### AIM OF THE EXERCISE
Gather every line in the rows below that contains the word "uniform", and copy each one in full.

<<<<

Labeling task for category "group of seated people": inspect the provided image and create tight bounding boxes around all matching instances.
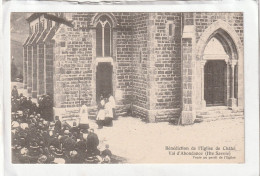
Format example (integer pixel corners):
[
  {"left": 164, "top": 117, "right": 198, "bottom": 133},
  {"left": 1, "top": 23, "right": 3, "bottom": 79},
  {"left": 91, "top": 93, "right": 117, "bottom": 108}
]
[{"left": 11, "top": 86, "right": 112, "bottom": 164}]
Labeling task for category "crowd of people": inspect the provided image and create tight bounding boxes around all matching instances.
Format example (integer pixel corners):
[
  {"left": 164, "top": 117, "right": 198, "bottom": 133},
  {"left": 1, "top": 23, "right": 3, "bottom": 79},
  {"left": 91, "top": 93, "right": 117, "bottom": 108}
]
[{"left": 11, "top": 87, "right": 113, "bottom": 164}]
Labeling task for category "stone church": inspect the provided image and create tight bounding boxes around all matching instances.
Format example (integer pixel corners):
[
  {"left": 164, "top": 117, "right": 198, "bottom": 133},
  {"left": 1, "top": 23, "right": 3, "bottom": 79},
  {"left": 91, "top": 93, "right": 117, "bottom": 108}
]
[{"left": 23, "top": 12, "right": 244, "bottom": 124}]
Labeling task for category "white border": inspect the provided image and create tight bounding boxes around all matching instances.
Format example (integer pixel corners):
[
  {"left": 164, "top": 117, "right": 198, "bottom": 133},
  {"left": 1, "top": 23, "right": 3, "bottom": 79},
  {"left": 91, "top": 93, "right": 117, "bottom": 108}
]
[{"left": 0, "top": 1, "right": 259, "bottom": 176}]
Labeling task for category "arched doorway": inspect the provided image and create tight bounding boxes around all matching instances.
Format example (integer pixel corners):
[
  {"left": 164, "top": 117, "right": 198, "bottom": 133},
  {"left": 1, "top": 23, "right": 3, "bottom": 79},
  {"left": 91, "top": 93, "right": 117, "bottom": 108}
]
[
  {"left": 96, "top": 62, "right": 113, "bottom": 101},
  {"left": 201, "top": 29, "right": 238, "bottom": 107},
  {"left": 204, "top": 60, "right": 227, "bottom": 106}
]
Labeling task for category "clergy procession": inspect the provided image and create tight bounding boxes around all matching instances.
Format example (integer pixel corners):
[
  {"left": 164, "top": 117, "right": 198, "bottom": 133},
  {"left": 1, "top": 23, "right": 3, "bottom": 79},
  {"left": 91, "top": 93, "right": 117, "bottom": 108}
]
[{"left": 11, "top": 86, "right": 117, "bottom": 164}]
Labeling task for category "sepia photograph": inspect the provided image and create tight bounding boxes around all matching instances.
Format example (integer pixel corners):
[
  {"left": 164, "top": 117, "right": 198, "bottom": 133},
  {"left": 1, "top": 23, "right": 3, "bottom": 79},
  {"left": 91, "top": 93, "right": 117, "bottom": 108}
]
[{"left": 10, "top": 12, "right": 245, "bottom": 164}]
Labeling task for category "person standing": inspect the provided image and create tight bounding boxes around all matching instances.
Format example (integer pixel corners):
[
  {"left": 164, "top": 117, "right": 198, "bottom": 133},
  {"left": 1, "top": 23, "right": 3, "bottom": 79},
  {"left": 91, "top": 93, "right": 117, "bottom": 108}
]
[
  {"left": 105, "top": 100, "right": 113, "bottom": 126},
  {"left": 86, "top": 129, "right": 100, "bottom": 155},
  {"left": 12, "top": 86, "right": 19, "bottom": 99},
  {"left": 108, "top": 95, "right": 117, "bottom": 120},
  {"left": 96, "top": 99, "right": 106, "bottom": 128},
  {"left": 79, "top": 103, "right": 89, "bottom": 130}
]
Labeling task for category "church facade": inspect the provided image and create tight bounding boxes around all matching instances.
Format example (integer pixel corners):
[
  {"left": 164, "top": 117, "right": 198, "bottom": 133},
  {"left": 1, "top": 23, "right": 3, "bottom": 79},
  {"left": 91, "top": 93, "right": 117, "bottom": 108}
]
[{"left": 23, "top": 12, "right": 244, "bottom": 124}]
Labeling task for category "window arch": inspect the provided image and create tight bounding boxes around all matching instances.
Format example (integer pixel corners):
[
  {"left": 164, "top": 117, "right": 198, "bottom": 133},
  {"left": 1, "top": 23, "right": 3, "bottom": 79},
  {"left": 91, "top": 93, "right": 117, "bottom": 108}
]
[{"left": 96, "top": 15, "right": 112, "bottom": 57}]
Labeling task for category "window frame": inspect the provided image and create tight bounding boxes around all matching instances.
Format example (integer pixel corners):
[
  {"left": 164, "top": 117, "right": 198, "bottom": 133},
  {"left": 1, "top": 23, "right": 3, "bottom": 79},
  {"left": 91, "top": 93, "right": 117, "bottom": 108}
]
[{"left": 96, "top": 15, "right": 113, "bottom": 57}]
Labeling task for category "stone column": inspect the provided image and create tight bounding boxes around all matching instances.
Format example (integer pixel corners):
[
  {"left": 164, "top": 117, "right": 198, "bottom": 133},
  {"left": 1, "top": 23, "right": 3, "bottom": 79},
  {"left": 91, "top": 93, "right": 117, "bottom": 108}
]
[
  {"left": 27, "top": 45, "right": 32, "bottom": 97},
  {"left": 229, "top": 60, "right": 237, "bottom": 109},
  {"left": 200, "top": 60, "right": 207, "bottom": 109},
  {"left": 23, "top": 45, "right": 28, "bottom": 89},
  {"left": 225, "top": 59, "right": 230, "bottom": 105},
  {"left": 37, "top": 43, "right": 45, "bottom": 96}
]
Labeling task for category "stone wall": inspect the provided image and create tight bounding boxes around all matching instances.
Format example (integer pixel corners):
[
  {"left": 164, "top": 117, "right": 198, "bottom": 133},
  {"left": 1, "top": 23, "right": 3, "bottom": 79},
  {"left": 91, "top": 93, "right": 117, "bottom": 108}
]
[
  {"left": 23, "top": 46, "right": 28, "bottom": 89},
  {"left": 113, "top": 13, "right": 133, "bottom": 105},
  {"left": 27, "top": 46, "right": 32, "bottom": 95},
  {"left": 132, "top": 13, "right": 149, "bottom": 118},
  {"left": 194, "top": 12, "right": 244, "bottom": 43}
]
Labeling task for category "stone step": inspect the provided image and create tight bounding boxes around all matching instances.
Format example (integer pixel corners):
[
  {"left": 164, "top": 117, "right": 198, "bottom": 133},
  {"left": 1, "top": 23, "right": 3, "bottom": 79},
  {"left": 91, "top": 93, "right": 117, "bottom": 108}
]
[{"left": 196, "top": 112, "right": 244, "bottom": 119}]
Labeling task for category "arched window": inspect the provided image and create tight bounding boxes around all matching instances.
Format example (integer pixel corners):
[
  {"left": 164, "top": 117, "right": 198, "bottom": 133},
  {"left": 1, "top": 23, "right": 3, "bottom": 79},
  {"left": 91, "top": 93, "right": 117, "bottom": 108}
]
[{"left": 96, "top": 15, "right": 112, "bottom": 57}]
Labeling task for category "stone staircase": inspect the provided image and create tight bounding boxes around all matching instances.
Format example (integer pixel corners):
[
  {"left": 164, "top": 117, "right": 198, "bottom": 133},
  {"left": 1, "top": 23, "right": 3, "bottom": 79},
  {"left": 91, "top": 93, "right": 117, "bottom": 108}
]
[{"left": 194, "top": 106, "right": 244, "bottom": 123}]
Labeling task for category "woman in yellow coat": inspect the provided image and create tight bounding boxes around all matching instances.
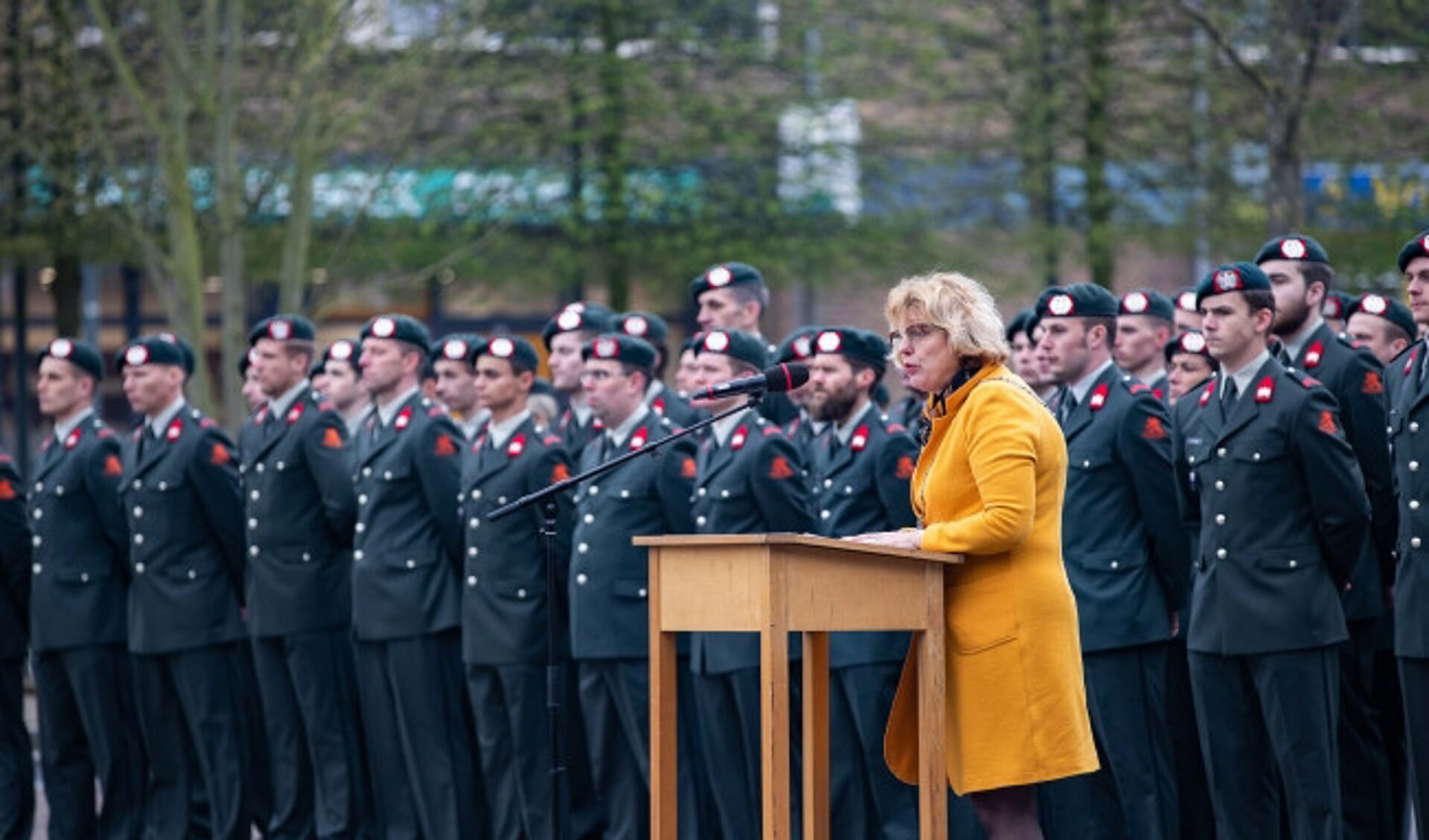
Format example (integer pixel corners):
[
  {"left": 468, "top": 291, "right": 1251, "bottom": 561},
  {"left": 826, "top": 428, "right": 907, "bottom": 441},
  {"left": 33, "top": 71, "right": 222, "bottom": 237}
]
[{"left": 853, "top": 274, "right": 1098, "bottom": 839}]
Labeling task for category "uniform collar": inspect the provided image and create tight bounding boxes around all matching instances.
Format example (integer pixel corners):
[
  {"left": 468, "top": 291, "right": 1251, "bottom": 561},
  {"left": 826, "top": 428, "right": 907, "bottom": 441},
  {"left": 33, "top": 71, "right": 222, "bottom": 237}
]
[
  {"left": 1067, "top": 359, "right": 1112, "bottom": 406},
  {"left": 54, "top": 406, "right": 95, "bottom": 440},
  {"left": 1226, "top": 349, "right": 1270, "bottom": 394},
  {"left": 833, "top": 397, "right": 873, "bottom": 445},
  {"left": 376, "top": 386, "right": 421, "bottom": 427},
  {"left": 606, "top": 403, "right": 650, "bottom": 447},
  {"left": 1286, "top": 311, "right": 1325, "bottom": 357},
  {"left": 269, "top": 377, "right": 313, "bottom": 417},
  {"left": 486, "top": 409, "right": 532, "bottom": 448},
  {"left": 147, "top": 394, "right": 185, "bottom": 437}
]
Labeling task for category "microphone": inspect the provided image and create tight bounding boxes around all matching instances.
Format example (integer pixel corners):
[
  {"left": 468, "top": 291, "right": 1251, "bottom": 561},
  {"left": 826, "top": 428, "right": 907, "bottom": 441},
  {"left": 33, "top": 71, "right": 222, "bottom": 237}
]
[{"left": 690, "top": 363, "right": 809, "bottom": 400}]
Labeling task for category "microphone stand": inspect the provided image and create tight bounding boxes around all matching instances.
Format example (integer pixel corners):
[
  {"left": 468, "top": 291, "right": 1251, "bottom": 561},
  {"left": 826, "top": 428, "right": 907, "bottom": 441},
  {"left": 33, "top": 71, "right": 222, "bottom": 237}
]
[{"left": 486, "top": 389, "right": 765, "bottom": 840}]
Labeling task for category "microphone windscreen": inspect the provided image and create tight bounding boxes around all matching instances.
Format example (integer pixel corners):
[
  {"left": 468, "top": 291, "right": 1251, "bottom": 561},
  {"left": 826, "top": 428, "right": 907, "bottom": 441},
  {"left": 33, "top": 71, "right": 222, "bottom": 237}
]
[{"left": 765, "top": 361, "right": 809, "bottom": 392}]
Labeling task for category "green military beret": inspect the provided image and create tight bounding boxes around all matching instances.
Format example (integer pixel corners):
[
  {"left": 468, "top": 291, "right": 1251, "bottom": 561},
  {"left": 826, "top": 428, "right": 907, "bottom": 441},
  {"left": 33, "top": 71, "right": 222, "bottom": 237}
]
[
  {"left": 1166, "top": 330, "right": 1210, "bottom": 363},
  {"left": 1399, "top": 230, "right": 1429, "bottom": 271},
  {"left": 34, "top": 339, "right": 104, "bottom": 381},
  {"left": 774, "top": 327, "right": 823, "bottom": 364},
  {"left": 1345, "top": 294, "right": 1419, "bottom": 339},
  {"left": 540, "top": 302, "right": 616, "bottom": 350},
  {"left": 690, "top": 263, "right": 765, "bottom": 303},
  {"left": 580, "top": 333, "right": 655, "bottom": 370},
  {"left": 1116, "top": 289, "right": 1176, "bottom": 322},
  {"left": 249, "top": 314, "right": 317, "bottom": 347},
  {"left": 359, "top": 314, "right": 432, "bottom": 350},
  {"left": 1036, "top": 283, "right": 1118, "bottom": 322},
  {"left": 695, "top": 330, "right": 768, "bottom": 370},
  {"left": 115, "top": 336, "right": 190, "bottom": 372},
  {"left": 813, "top": 327, "right": 889, "bottom": 370},
  {"left": 1255, "top": 233, "right": 1331, "bottom": 266},
  {"left": 610, "top": 310, "right": 670, "bottom": 344},
  {"left": 432, "top": 333, "right": 482, "bottom": 364},
  {"left": 473, "top": 336, "right": 540, "bottom": 370},
  {"left": 1320, "top": 289, "right": 1355, "bottom": 320}
]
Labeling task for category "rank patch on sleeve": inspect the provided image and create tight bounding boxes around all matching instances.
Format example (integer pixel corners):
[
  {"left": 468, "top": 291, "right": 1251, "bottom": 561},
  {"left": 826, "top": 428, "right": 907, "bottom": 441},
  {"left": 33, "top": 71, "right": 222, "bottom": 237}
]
[{"left": 768, "top": 456, "right": 795, "bottom": 480}]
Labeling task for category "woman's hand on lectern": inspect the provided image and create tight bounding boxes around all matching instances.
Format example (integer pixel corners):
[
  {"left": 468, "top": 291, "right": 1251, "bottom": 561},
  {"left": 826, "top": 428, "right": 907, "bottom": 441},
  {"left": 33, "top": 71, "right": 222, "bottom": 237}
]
[{"left": 843, "top": 529, "right": 923, "bottom": 549}]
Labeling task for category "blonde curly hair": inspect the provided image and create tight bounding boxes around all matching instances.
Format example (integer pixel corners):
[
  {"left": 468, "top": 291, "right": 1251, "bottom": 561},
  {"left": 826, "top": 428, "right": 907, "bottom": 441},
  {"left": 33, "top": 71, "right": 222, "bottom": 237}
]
[{"left": 883, "top": 271, "right": 1011, "bottom": 364}]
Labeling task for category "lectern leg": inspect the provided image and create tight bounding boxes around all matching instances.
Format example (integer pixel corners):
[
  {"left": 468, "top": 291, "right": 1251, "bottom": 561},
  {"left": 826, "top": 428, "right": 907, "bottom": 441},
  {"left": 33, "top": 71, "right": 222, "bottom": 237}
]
[
  {"left": 803, "top": 633, "right": 829, "bottom": 840},
  {"left": 650, "top": 634, "right": 679, "bottom": 840},
  {"left": 917, "top": 563, "right": 947, "bottom": 840},
  {"left": 759, "top": 623, "right": 793, "bottom": 840}
]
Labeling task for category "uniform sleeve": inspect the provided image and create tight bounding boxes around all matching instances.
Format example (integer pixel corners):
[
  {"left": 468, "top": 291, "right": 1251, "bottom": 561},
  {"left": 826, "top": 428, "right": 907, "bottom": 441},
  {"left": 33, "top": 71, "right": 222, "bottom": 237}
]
[
  {"left": 655, "top": 437, "right": 697, "bottom": 534},
  {"left": 922, "top": 383, "right": 1042, "bottom": 554},
  {"left": 84, "top": 437, "right": 129, "bottom": 565},
  {"left": 302, "top": 410, "right": 357, "bottom": 549},
  {"left": 188, "top": 429, "right": 244, "bottom": 604},
  {"left": 1116, "top": 394, "right": 1191, "bottom": 610},
  {"left": 0, "top": 459, "right": 30, "bottom": 627},
  {"left": 1290, "top": 387, "right": 1369, "bottom": 587},
  {"left": 873, "top": 431, "right": 917, "bottom": 529},
  {"left": 1336, "top": 351, "right": 1399, "bottom": 594},
  {"left": 412, "top": 416, "right": 466, "bottom": 570},
  {"left": 753, "top": 431, "right": 813, "bottom": 534}
]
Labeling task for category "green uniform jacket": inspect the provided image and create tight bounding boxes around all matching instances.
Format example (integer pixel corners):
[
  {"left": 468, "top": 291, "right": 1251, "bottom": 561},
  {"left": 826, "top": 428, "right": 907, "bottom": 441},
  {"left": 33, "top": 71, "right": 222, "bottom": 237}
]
[
  {"left": 238, "top": 392, "right": 357, "bottom": 637},
  {"left": 1062, "top": 366, "right": 1191, "bottom": 652},
  {"left": 460, "top": 419, "right": 572, "bottom": 666},
  {"left": 570, "top": 411, "right": 696, "bottom": 658},
  {"left": 1293, "top": 324, "right": 1399, "bottom": 620},
  {"left": 121, "top": 406, "right": 243, "bottom": 653},
  {"left": 351, "top": 394, "right": 465, "bottom": 641},
  {"left": 30, "top": 416, "right": 129, "bottom": 650},
  {"left": 1387, "top": 341, "right": 1429, "bottom": 657},
  {"left": 1172, "top": 359, "right": 1369, "bottom": 656},
  {"left": 690, "top": 410, "right": 815, "bottom": 674}
]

>>>>

### EXERCISE OUTPUT
Labeling task for category "uniform collar": inspect the provided image and create tight bounding boxes around all matching instances.
Labeling task for category "uniform sleeve": inspect the provided image and create tight bounding boxes around all matching instances.
Labeling task for category "green uniform jacket": inspect the provided image and create tight bounding boxes around all matching instances.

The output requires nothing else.